## Directions for this task
Which lines in the items below contain the word "negative"? Pull each of them out in full.
** Dataset records follows **
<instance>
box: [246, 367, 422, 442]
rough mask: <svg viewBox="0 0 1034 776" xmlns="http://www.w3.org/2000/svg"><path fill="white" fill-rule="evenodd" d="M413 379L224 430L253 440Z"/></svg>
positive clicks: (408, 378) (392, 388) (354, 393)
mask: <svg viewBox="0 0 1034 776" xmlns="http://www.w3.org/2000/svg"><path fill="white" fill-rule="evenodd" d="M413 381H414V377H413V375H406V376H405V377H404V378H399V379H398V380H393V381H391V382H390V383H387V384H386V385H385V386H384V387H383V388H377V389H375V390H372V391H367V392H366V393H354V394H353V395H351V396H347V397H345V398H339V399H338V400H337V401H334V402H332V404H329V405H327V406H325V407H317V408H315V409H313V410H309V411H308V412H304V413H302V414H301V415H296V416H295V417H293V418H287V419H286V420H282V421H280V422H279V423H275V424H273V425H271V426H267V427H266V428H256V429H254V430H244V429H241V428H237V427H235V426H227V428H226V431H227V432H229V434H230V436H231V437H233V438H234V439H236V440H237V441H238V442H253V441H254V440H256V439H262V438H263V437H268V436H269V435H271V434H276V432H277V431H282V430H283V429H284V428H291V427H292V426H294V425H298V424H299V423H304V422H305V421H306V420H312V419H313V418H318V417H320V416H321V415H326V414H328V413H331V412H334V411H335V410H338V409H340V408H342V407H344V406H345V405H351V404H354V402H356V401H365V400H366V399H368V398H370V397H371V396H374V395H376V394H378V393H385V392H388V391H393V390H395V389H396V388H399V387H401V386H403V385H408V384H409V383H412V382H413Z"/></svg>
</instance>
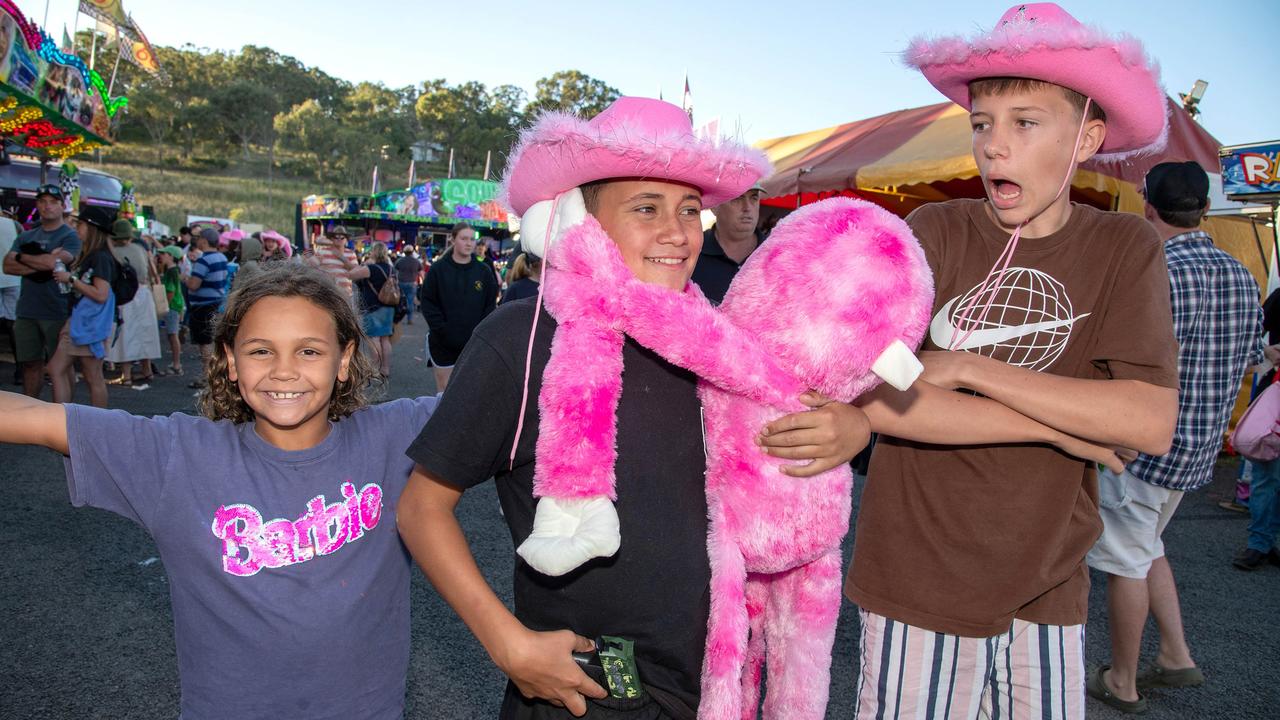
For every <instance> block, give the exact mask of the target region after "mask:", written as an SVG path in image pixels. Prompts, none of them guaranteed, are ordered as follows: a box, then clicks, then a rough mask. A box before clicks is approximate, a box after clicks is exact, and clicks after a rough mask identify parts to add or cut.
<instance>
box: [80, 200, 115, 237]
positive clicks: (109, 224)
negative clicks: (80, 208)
mask: <svg viewBox="0 0 1280 720" xmlns="http://www.w3.org/2000/svg"><path fill="white" fill-rule="evenodd" d="M79 217H81V222H82V223H88V224H91V225H93V227H95V228H97V229H100V231H102V232H105V233H108V234H110V232H111V223H114V222H115V213H113V211H111V210H108V209H106V208H100V206H97V205H90V206H88V208H84V209H83V210H81V215H79Z"/></svg>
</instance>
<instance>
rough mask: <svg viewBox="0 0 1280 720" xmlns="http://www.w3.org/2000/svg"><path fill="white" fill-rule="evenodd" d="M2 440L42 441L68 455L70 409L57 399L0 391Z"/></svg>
mask: <svg viewBox="0 0 1280 720" xmlns="http://www.w3.org/2000/svg"><path fill="white" fill-rule="evenodd" d="M0 442H12V443H14V445H42V446H45V447H47V448H50V450H56V451H58V452H61V454H63V455H68V454H70V448H69V447H68V443H67V411H65V410H64V409H63V406H61V405H59V404H56V402H42V401H40V400H32V398H29V397H27V396H26V395H18V393H15V392H3V391H0Z"/></svg>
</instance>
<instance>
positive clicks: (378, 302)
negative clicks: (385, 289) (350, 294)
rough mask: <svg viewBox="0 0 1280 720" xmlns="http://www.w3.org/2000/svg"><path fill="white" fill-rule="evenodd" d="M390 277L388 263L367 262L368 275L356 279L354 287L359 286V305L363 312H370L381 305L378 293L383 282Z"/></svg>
mask: <svg viewBox="0 0 1280 720" xmlns="http://www.w3.org/2000/svg"><path fill="white" fill-rule="evenodd" d="M390 277H392V265H390V263H370V264H369V277H367V278H364V279H358V281H356V287H357V288H360V307H361V309H362V310H364V311H365V313H372V311H374V310H378V309H380V307H383V306H384V305H383V304H381V301H379V300H378V293H379V292H381V290H383V283H385V282H387V281H388V278H390Z"/></svg>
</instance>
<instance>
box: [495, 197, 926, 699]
mask: <svg viewBox="0 0 1280 720" xmlns="http://www.w3.org/2000/svg"><path fill="white" fill-rule="evenodd" d="M576 195H577V191H576V190H575V191H571V192H570V193H566V195H564V196H562V197H561V199H558V205H559V208H557V209H556V210H554V213H556V214H557V218H554V219H553V220H549V222H553V223H559V224H562V225H568V227H570V229H568V231H567V232H564V233H563V234H562V237H561V238H559V240H558V241H557V242H556V243H553V245H552V246H550V247H549V249H547V250H544V252H545V254H547V255H545V258H547V265H548V268H547V270H545V274H544V282H545V288H544V293H545V296H544V300H545V306H547V310H548V311H549V313H550V314H552V315H553V316H554V318H556V319H557V320H558V323H559V328H558V331H557V334H556V338H554V341H553V345H552V357H550V360H549V363H548V365H547V370H545V373H544V375H543V388H541V395H540V398H539V402H540V433H539V438H538V468H536V475H535V488H534V491H535V495H538V496H540V497H541V500H540V501H539V506H538V514H536V518H535V525H534V533H532V534H531V536H530V538H529V539H527V541H526V542H525V543H524V544H522V546H521V547H520V548H518V552H520V553H521V556H522V557H524V559H525V560H526V561H527V562H529V564H530V565H531V566H534V568H535V569H539V570H541V571H544V573H548V574H563V573H566V571H568V570H571V569H573V568H576V566H579V565H580V564H581V562H585V561H586V560H589V559H591V557H596V556H608V555H612V553H613V552H616V551H617V548H618V543H620V542H622V536H625V534H626V528H618V527H617V515H616V514H614V512H613V511H612V503H611V502H609V501H611V500H612V498H614V497H616V495H614V487H613V468H612V457H613V456H612V455H611V451H612V445H613V438H614V436H613V433H614V415H613V413H614V409H616V407H617V400H618V397H620V395H621V389H622V379H621V369H622V368H621V365H622V361H621V347H622V338H623V336H630V337H631V338H634V340H635V341H636V342H639V343H640V345H643V346H645V347H649V348H650V350H653V351H655V352H658V354H659V355H662V356H663V357H666V359H667V360H668V361H671V363H672V364H675V365H678V366H682V368H686V369H689V370H691V372H694V373H696V374H698V375H699V378H700V383H699V396H700V398H701V401H703V409H704V425H705V445H707V502H708V510H709V514H710V530H709V538H708V551H709V556H710V569H712V588H710V591H712V593H710V598H712V606H710V607H712V612H710V618H709V621H708V635H707V652H705V660H704V665H703V688H701V689H703V692H701V705H700V708H699V716H700V717H705V719H716V720H731V719H739V717H754V716H755V714H756V707H758V705H759V683H760V670H762V665H763V662H764V661H765V659H767V662H768V679H769V682H768V697H767V698H765V702H764V712H765V716H767V717H796V719H801V717H822V716H823V714H824V710H826V705H827V691H828V676H829V666H831V648H832V642H833V639H835V630H836V619H837V615H838V611H840V603H841V557H840V542H841V539H842V538H844V537H845V533H846V532H847V530H849V515H850V502H851V489H852V477H851V471H850V469H849V466H841V468H837V469H835V470H829V471H827V473H824V474H822V475H818V477H815V478H792V477H788V475H786V474H783V473H781V471H780V466H781V465H782V462H783V461H780V460H776V459H772V457H769V456H767V455H765V454H764V452H762V450H760V448H759V447H758V446H756V445H755V442H754V438H755V437H756V434H758V433H759V432H760V429H762V428H764V425H765V424H768V423H769V421H772V420H773V419H776V418H778V416H781V415H783V414H786V413H791V411H796V410H803V409H804V407H803V405H801V404H800V402H799V400H797V396H799V395H800V393H803V392H804V391H806V389H809V388H813V389H817V391H819V392H822V393H823V395H826V396H828V397H831V398H833V400H836V401H840V402H850V401H852V400H854V398H855V397H858V396H859V395H861V393H864V392H867V391H868V389H870V388H872V387H874V386H877V384H878V383H879V382H881V380H882V379H886V380H890V382H891V383H893V384H895V386H896V387H899V388H904V389H905V388H906V387H908V386H910V383H911V382H913V380H914V379H915V377H916V375H918V374H919V364H918V363H916V360H915V357H914V355H913V354H911V348H913V347H916V346H918V343H919V342H920V340H922V338H923V336H924V332H925V328H927V325H928V319H929V309H931V304H932V296H933V283H932V275H931V273H929V269H928V265H927V264H925V259H924V254H923V251H922V250H920V247H919V245H918V243H916V241H915V238H914V237H913V236H911V232H910V231H909V229H908V227H906V224H905V223H902V220H900V219H899V218H896V217H893V215H892V214H890V213H887V211H884V210H882V209H881V208H877V206H876V205H872V204H868V202H863V201H858V200H850V199H833V200H827V201H823V202H819V204H815V205H810V206H808V208H804V209H801V210H797V211H795V213H792V214H791V215H788V217H787V218H786V219H785V220H783V222H781V223H778V225H777V227H776V228H774V231H773V233H772V236H771V237H769V240H768V241H767V242H765V243H763V245H762V246H760V247H759V249H758V250H756V251H755V252H754V254H753V255H751V258H750V259H749V260H748V261H746V264H744V265H742V269H741V270H740V273H739V274H737V277H736V278H735V281H733V283H732V286H731V287H730V291H728V293H727V295H726V297H724V302H723V304H722V305H721V306H719V307H713V306H712V305H710V304H709V302H708V301H707V300H705V299H704V297H703V295H701V292H700V291H699V290H698V287H696V286H694V284H691V283H690V284H689V286H687V287H686V290H685V291H684V292H675V291H671V290H668V288H663V287H659V286H654V284H648V283H643V282H640V281H637V279H636V278H635V275H634V274H632V273H631V272H630V270H628V269H627V268H626V266H625V265H623V263H622V259H621V256H620V254H618V251H617V246H616V245H614V243H613V241H612V240H609V237H608V236H607V234H605V233H604V231H603V229H602V228H600V225H599V223H596V222H595V219H594V218H591V217H590V215H586V214H585V213H582V211H581V209H580V199H579V197H576ZM564 208H570V209H571V210H567V211H566V210H564ZM575 208H576V210H572V209H575ZM526 222H527V220H526Z"/></svg>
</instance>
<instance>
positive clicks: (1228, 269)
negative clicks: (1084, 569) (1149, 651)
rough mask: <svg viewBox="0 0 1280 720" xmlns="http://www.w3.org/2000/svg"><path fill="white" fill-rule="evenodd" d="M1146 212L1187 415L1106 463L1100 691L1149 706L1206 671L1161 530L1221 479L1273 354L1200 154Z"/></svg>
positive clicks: (1098, 484) (1255, 282)
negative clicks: (1183, 510) (1148, 635)
mask: <svg viewBox="0 0 1280 720" xmlns="http://www.w3.org/2000/svg"><path fill="white" fill-rule="evenodd" d="M1144 195H1146V196H1147V206H1146V215H1147V219H1148V220H1151V224H1153V225H1155V227H1156V231H1157V232H1158V233H1160V236H1161V237H1162V238H1164V241H1165V258H1166V263H1167V265H1169V288H1170V299H1171V301H1172V310H1174V334H1175V336H1176V338H1178V346H1179V351H1178V369H1179V378H1178V386H1179V387H1178V398H1179V402H1178V427H1176V429H1175V430H1174V445H1172V450H1170V452H1167V454H1165V455H1158V456H1152V455H1146V454H1137V455H1135V456H1134V457H1133V460H1132V461H1130V462H1129V464H1128V466H1126V468H1125V470H1124V473H1121V474H1119V475H1116V474H1115V473H1111V471H1110V470H1102V471H1101V473H1100V475H1098V486H1100V496H1101V502H1100V506H1101V507H1100V512H1101V515H1102V524H1103V529H1102V537H1101V538H1100V539H1098V542H1097V544H1096V546H1093V550H1092V551H1089V556H1088V562H1089V566H1091V568H1093V569H1096V570H1101V571H1103V573H1106V574H1107V607H1108V625H1110V629H1111V665H1110V667H1108V666H1103V669H1102V671H1101V673H1100V676H1098V680H1100V682H1098V683H1091V685H1089V688H1088V689H1089V694H1092V696H1094V697H1097V698H1098V700H1102V701H1103V702H1106V703H1107V705H1111V706H1114V707H1116V708H1119V710H1121V711H1126V712H1142V711H1143V710H1146V706H1147V701H1146V698H1144V697H1143V696H1142V693H1140V692H1139V691H1140V689H1143V688H1179V687H1190V685H1199V684H1201V683H1203V682H1204V675H1203V674H1202V673H1201V671H1199V669H1198V667H1197V666H1196V662H1194V661H1193V660H1192V656H1190V650H1189V648H1188V647H1187V638H1185V635H1184V633H1183V619H1181V610H1180V609H1179V603H1178V589H1176V587H1175V585H1174V574H1172V570H1171V569H1170V565H1169V560H1167V559H1166V557H1165V546H1164V543H1162V542H1161V539H1160V536H1161V533H1162V532H1164V530H1165V528H1166V527H1167V524H1169V520H1170V519H1171V518H1172V515H1174V511H1175V510H1176V509H1178V503H1179V501H1181V498H1183V493H1184V492H1189V491H1196V489H1199V488H1202V487H1204V486H1206V484H1208V483H1210V480H1212V479H1213V461H1215V460H1216V459H1217V452H1219V450H1221V447H1222V434H1224V432H1225V430H1226V423H1228V420H1229V419H1230V416H1231V409H1233V407H1234V405H1235V397H1236V395H1238V393H1239V388H1240V378H1242V377H1243V375H1244V373H1245V370H1247V369H1248V368H1249V366H1251V365H1254V364H1257V363H1261V360H1262V347H1263V341H1262V334H1263V332H1262V309H1261V307H1260V305H1258V286H1257V283H1256V282H1253V275H1251V274H1249V272H1248V270H1245V269H1244V265H1242V264H1240V263H1239V261H1238V260H1235V259H1234V258H1231V256H1230V255H1228V254H1226V252H1224V251H1222V250H1220V249H1217V247H1215V246H1213V238H1211V237H1210V236H1208V234H1207V233H1206V232H1204V231H1202V229H1199V224H1201V219H1202V218H1203V217H1204V213H1206V211H1208V176H1206V174H1204V170H1203V169H1202V168H1201V167H1199V165H1198V164H1196V163H1194V161H1187V163H1161V164H1158V165H1156V167H1155V168H1152V169H1151V172H1148V173H1147V178H1146V186H1144ZM1148 614H1149V615H1152V616H1155V619H1156V625H1157V628H1158V629H1160V652H1158V653H1157V655H1156V659H1155V661H1153V662H1152V664H1151V665H1149V667H1148V669H1147V670H1146V671H1143V673H1142V674H1140V675H1139V674H1138V656H1139V651H1140V648H1142V630H1143V626H1144V625H1146V624H1147V615H1148Z"/></svg>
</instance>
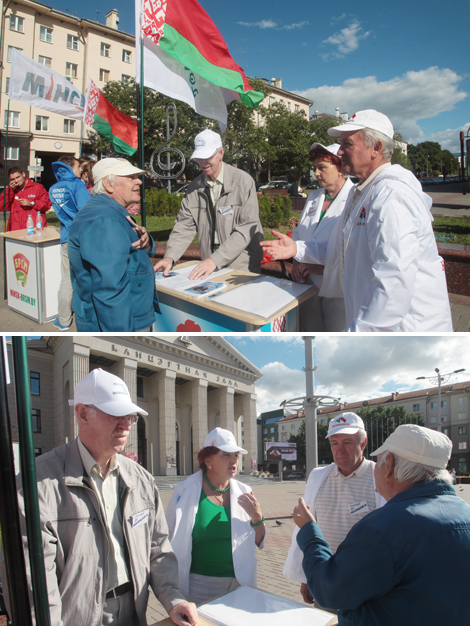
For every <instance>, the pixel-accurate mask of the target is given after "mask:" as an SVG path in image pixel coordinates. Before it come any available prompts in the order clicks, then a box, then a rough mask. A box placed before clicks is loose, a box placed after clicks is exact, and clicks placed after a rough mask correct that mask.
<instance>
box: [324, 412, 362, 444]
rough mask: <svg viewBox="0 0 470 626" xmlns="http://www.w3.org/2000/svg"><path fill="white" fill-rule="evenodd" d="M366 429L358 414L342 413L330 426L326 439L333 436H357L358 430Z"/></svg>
mask: <svg viewBox="0 0 470 626" xmlns="http://www.w3.org/2000/svg"><path fill="white" fill-rule="evenodd" d="M360 429H363V430H365V428H364V422H363V421H362V419H361V418H360V417H359V415H356V413H349V412H348V413H342V414H341V415H338V417H334V418H333V419H332V420H330V423H329V424H328V434H327V436H326V438H327V439H328V437H331V435H355V434H356V433H357V431H358V430H360Z"/></svg>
** End of Dataset records **
## Answer below
negative clicks: (80, 208)
negative clicks: (385, 289) (350, 294)
negative clicks: (1084, 569) (1149, 651)
negative clicks: (1183, 510) (1148, 635)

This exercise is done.